◆ **EXTRACT TO READ**
++++++++++
Special Town Meeting - Oct 19th, 2023
Second night of the fall special town meeting. Materials were available from https://www.arlingtonma.gov/town-governance/town-meeting/2023-oct-special-town-meeting-warrant.
(?, Point of Order) Someone asks what constitutes a quorum for town meeting.
(Greg Christiana, Town Moderator) Mr. Christiana says that quorum is 65 town meeting members for articles that require a majority vote, and 85 for articles that require a two-thirds vote.
(Kirsi Allison-Ampe, Precinct 13) Ms. Allison-Ampe says that Invest in Arlington is looking for volunteers over the next few weeks. Please contact her if you have time to help.
Article 1 - Reports
There are no new reports this evening.
Article 10 - Street Trees
(Steve Revilak, Redevelopment Board) Mr. Revilak introduces Article 10, a proposed Zoning Bylaw Amendment related to public shade trees.
Section 6.3 of Arlington's Zoning Bylaw requires that new development or significant additions in business districts provide a public shade tree every 25' feet along public ways. Article 10 proposes to extend this requirement to all Business and Residential districts, whether a special permit is required or not. The Arlington Redevelopment board hopes this will contribute to enhancing the town's tree canopy over time, as parcels turn over and are redeveloped.
++++++++++
(Data collected from a set)
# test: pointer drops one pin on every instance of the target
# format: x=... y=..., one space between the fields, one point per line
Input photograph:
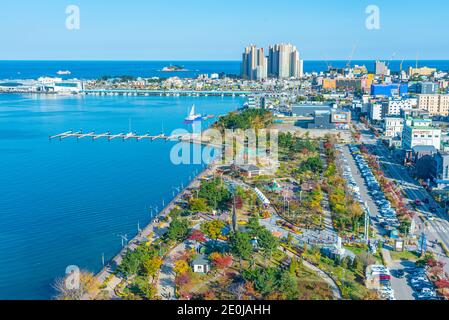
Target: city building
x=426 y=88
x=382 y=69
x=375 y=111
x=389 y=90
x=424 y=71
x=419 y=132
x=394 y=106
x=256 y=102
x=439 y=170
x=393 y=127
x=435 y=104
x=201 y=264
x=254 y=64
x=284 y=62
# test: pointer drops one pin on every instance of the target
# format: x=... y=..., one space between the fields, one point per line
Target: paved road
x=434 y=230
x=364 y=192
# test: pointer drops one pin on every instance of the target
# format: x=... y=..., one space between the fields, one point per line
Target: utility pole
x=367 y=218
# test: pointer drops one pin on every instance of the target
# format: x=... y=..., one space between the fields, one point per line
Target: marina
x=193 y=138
++++++++++
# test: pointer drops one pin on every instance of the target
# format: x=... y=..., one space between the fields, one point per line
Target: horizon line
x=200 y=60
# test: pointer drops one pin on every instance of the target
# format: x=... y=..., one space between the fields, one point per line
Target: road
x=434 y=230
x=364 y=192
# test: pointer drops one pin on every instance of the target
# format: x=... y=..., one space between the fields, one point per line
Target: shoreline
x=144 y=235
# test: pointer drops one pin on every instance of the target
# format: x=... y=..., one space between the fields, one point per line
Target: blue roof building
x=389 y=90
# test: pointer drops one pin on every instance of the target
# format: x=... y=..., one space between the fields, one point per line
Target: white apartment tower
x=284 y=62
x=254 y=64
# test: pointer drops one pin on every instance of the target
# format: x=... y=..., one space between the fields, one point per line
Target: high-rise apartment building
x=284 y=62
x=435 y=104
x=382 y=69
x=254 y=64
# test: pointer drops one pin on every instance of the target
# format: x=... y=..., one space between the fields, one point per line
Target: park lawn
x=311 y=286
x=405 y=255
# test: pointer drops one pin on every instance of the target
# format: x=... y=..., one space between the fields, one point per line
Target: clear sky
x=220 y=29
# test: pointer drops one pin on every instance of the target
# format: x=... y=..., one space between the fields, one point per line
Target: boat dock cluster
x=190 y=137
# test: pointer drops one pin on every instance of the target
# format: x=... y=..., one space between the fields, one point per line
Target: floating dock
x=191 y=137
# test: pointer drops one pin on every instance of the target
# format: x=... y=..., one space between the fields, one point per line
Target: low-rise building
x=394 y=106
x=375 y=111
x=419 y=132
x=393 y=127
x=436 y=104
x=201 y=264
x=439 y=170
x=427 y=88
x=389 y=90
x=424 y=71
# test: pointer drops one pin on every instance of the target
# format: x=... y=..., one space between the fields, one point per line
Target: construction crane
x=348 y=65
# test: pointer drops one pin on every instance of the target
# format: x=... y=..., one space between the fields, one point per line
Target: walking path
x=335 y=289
++++++++++
◆ **SHORT EXERCISE 1**
Summarize the town meeting notes in two sentences.
◆ **SHORT EXERCISE 2**
Answer these questions from the town meeting notes:
(a) Which group is looking for volunteers over the next few weeks?
(b) How far apart along public ways must public shade trees be under Section 6.3?
(c) What office does Greg Christiana hold?
◆ **SHORT EXERCISE 3**
Carry on the town meeting notes from the point where they stop.

◆ **TASK ANSWER 1**
On the second night of the fall special town meeting on October 19, 2023, the moderator explained that quorum is 65 town meeting members for majority-vote articles and 85 for two-thirds-vote articles, and no new reports were given under Article 1. Mr. Revilak then introduced Article 10, a Zoning Bylaw Amendment that would extend the Section 6.3 public shade tree requirement from business districts to all Business and Residential districts, which the Redevelopment Board hopes will enhance the town's tree canopy over time.

◆ **TASK ANSWER 2**
(a) Invest in Arlington
(b) Every 25 feet
(c) Town Moderator

◆ **TASK ANSWER 3**
Projects involving new construction, or additions that increase the building footprint by 50% or more would be subject to the requirements proposed by article 10: ensuring that there is a public shade tree every 25' feet along the parts of the parcel that abut a public way. Per existing bylaw requirements, these shade trees shall be planted in tree wells and planting strips; they shall be of species approved by the tree warden; and, they must be at least 10' tall with a 2" caliper. If planting shade trees is infeasible, property owners shall be required to make a financial contribution to the Arlington Tree fund.
As noted earlier, changes under article 10 would apply to all new construction in residential districts. This includes the construction of new single- and two-family homes, as well as any housing that may be developed in the multi-family districts required for compliance with the MBTA communities act.
This amendment extends the zoning bylaw's standards for public shade trees, so that they apply to new construction and substantial expansions in residential districts. The ARB Voted (4-0) at their October 2nd meeting to Recommend Favorable Action on Article 10.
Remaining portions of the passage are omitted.